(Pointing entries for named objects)
## Start
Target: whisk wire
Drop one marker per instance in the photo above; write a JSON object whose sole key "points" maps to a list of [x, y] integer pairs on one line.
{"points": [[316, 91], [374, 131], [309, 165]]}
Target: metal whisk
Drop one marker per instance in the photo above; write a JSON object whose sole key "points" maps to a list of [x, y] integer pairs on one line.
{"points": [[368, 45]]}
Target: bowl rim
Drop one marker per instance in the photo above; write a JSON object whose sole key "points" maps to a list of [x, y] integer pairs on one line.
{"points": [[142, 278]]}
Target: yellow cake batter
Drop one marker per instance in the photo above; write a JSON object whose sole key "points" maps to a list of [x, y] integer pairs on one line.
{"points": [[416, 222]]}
## End
## Start
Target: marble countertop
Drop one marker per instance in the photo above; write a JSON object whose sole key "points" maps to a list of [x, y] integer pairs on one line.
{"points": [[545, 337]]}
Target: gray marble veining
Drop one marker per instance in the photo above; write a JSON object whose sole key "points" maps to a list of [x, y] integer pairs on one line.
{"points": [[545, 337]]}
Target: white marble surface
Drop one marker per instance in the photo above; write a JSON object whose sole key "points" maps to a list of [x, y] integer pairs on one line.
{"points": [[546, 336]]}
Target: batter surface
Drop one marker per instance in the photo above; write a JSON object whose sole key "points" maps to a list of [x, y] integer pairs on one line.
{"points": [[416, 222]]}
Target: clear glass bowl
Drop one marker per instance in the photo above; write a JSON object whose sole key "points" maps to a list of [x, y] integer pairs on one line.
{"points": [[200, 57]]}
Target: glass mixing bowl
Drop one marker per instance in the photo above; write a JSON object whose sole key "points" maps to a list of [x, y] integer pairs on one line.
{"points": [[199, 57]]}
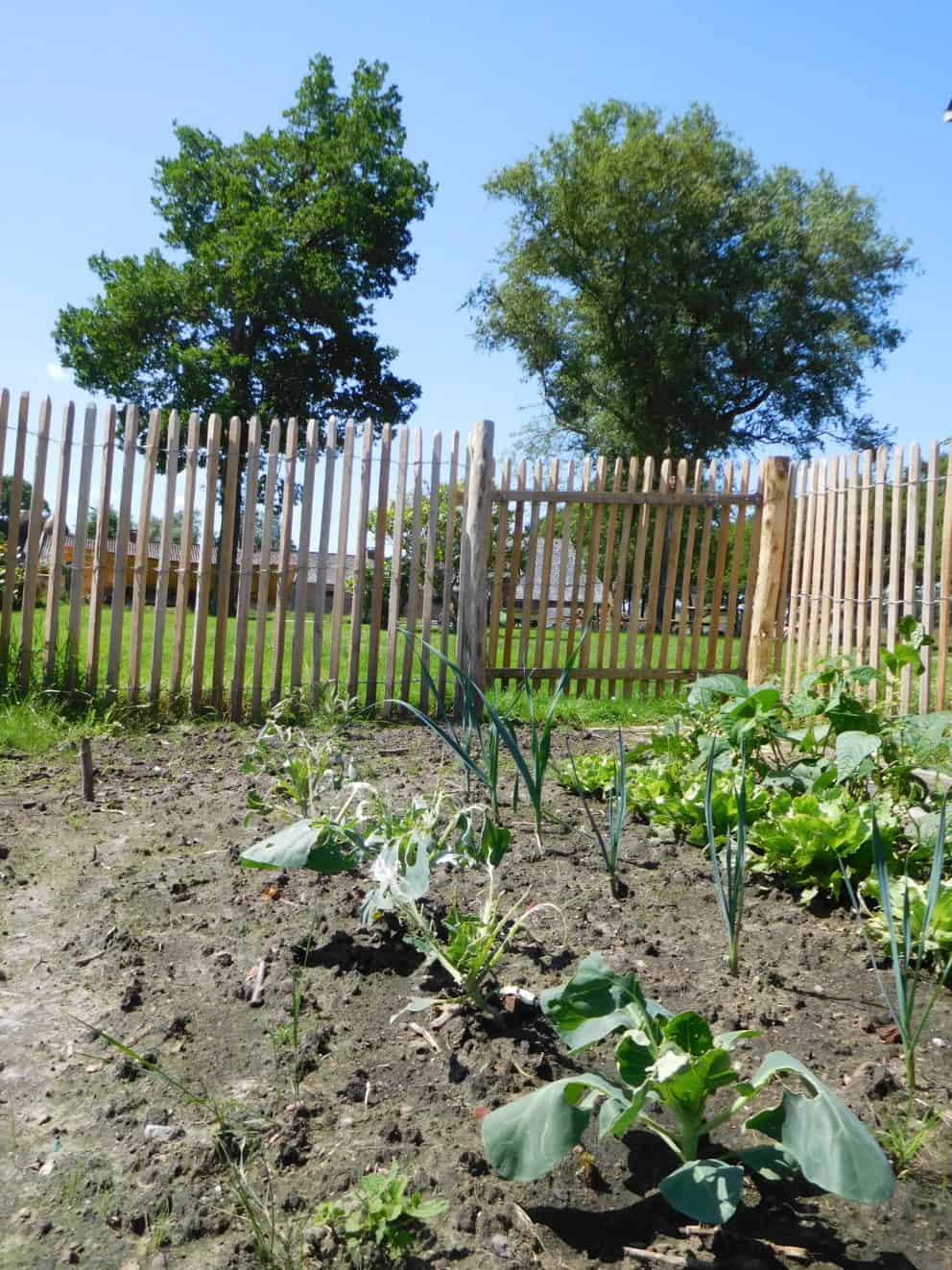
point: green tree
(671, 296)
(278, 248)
## End
## Start
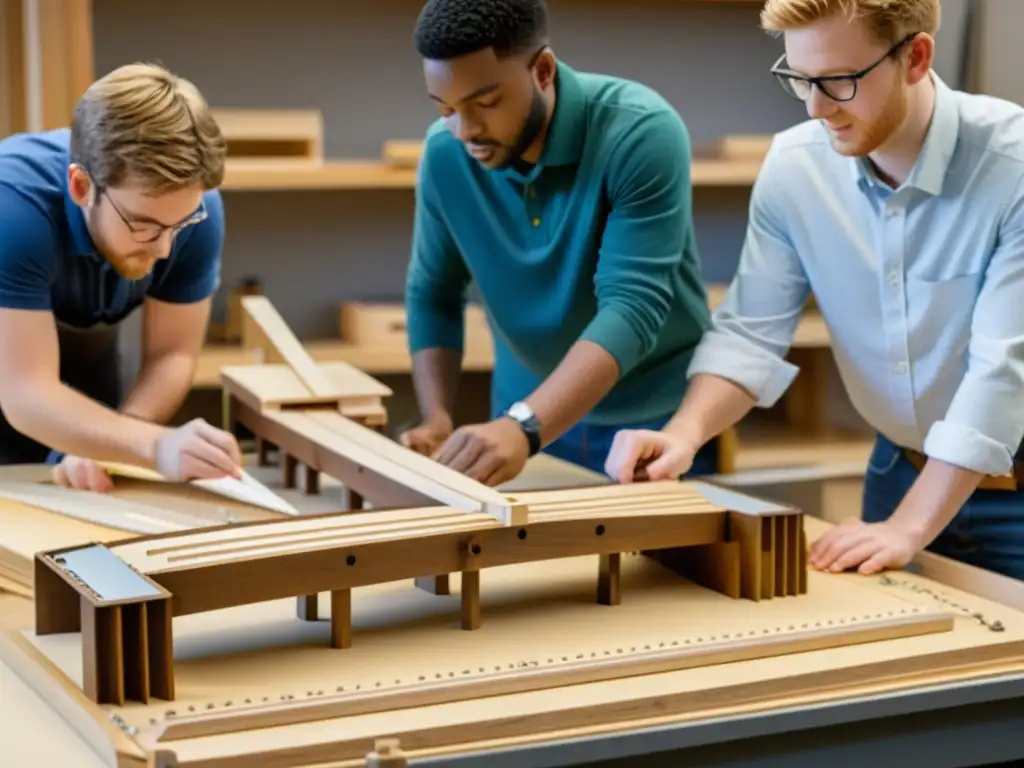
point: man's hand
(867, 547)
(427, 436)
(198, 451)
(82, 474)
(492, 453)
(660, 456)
## End
(Exercise prompt): Locate every line in the records that contains the word "Target" and copy each one. Matching is case-sensitive.

(Task result):
Target: whisk wire
Target: metal whisk
Target: bowl rim
Target: yellow cake batter
Target: marble countertop
Target: gray marble veining
Target: white marble surface
Target: batter surface
Target: clear glass bowl
Target: glass mixing bowl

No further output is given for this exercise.